Copy out each line of the data below in which the string "clear" appears.

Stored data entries
::::::

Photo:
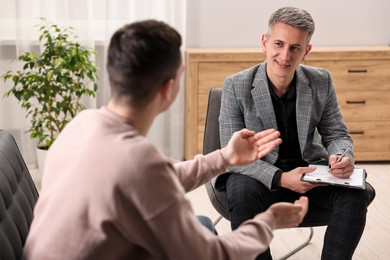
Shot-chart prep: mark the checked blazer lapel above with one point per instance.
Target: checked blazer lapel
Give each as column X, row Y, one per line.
column 262, row 99
column 303, row 107
column 264, row 107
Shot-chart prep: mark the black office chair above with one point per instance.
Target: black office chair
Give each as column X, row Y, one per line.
column 18, row 196
column 211, row 142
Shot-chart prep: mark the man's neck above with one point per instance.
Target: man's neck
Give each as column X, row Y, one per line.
column 280, row 85
column 141, row 119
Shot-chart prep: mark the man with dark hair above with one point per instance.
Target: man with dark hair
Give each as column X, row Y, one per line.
column 300, row 101
column 107, row 193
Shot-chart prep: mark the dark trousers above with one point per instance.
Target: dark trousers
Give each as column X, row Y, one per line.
column 248, row 197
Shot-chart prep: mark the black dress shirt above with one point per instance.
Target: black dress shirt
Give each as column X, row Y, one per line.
column 290, row 155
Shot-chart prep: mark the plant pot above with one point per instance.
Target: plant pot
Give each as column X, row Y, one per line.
column 41, row 158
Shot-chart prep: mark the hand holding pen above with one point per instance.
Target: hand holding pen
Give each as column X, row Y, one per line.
column 341, row 166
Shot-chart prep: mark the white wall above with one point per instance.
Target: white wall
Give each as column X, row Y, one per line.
column 240, row 23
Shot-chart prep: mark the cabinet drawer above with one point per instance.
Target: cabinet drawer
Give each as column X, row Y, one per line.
column 365, row 105
column 370, row 136
column 357, row 75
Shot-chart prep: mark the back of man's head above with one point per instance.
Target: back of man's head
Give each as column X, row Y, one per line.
column 141, row 57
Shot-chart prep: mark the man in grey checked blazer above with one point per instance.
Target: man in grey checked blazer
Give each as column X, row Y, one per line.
column 300, row 101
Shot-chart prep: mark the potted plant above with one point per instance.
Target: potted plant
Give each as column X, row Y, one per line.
column 50, row 84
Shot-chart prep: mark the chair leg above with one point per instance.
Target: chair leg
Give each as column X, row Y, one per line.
column 304, row 244
column 217, row 220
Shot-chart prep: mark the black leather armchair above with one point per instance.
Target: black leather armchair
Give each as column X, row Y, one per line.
column 18, row 196
column 314, row 217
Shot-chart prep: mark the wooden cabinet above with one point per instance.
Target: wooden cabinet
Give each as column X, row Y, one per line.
column 361, row 76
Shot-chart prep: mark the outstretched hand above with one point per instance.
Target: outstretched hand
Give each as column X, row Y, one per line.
column 246, row 146
column 288, row 214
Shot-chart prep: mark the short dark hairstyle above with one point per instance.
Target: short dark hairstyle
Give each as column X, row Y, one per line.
column 292, row 16
column 142, row 56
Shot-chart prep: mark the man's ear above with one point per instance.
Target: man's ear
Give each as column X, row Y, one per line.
column 264, row 41
column 308, row 48
column 166, row 89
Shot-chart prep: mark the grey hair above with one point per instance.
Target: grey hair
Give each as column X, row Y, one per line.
column 294, row 17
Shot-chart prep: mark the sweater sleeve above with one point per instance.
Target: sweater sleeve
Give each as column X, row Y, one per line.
column 201, row 169
column 181, row 236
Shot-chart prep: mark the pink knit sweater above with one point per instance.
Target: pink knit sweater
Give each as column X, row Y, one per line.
column 107, row 193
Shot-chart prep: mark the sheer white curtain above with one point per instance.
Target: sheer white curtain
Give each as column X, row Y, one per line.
column 94, row 21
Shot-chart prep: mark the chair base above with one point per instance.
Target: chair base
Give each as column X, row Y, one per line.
column 292, row 252
column 304, row 244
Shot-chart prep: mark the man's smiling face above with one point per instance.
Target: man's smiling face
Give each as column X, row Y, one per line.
column 285, row 46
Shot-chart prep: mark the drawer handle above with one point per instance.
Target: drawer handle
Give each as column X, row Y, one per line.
column 357, row 71
column 357, row 133
column 356, row 102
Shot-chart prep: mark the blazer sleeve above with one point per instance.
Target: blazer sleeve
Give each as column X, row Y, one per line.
column 332, row 128
column 232, row 119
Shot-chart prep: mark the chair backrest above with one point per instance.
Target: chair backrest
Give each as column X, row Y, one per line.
column 211, row 142
column 18, row 196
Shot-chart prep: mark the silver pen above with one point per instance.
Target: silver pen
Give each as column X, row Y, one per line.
column 341, row 156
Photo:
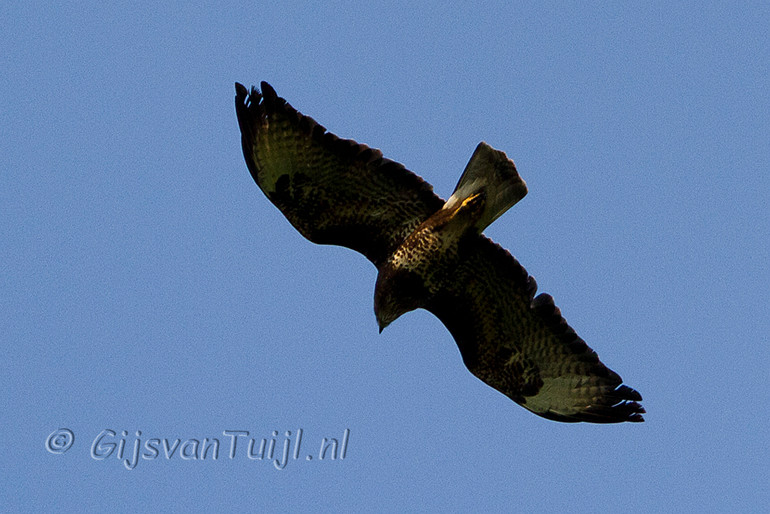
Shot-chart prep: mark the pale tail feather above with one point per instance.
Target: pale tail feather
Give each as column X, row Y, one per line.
column 491, row 172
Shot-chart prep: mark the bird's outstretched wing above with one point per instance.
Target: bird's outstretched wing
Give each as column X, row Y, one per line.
column 521, row 345
column 334, row 191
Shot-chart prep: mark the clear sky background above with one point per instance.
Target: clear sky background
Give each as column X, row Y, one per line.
column 147, row 284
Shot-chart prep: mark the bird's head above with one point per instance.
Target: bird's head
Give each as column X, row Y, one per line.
column 396, row 292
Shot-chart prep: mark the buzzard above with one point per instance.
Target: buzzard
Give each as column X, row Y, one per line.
column 431, row 254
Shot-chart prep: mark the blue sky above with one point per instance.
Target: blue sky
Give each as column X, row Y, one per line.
column 148, row 285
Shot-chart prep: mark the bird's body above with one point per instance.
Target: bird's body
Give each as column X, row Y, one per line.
column 431, row 254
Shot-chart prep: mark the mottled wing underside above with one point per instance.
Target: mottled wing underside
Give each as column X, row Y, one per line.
column 334, row 191
column 521, row 345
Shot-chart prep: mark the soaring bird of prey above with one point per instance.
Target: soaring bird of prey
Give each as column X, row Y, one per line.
column 431, row 254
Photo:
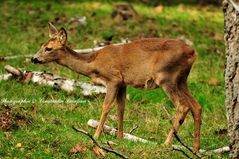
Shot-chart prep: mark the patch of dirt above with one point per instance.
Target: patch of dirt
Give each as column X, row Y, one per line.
column 12, row 118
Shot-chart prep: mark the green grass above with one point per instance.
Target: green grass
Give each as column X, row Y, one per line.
column 24, row 28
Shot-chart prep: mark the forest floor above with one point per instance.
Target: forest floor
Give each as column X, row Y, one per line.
column 43, row 130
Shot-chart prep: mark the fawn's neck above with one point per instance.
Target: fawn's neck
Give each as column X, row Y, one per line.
column 79, row 62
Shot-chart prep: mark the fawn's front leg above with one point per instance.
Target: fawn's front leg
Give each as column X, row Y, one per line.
column 112, row 90
column 121, row 97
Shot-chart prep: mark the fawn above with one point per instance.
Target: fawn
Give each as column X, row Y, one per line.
column 148, row 63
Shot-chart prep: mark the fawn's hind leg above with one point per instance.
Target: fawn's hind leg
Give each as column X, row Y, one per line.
column 182, row 109
column 120, row 100
column 107, row 105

::::::

# Answer area:
Shot-chart prep: mark the clear sky background above with one point per instance.
Target: clear sky background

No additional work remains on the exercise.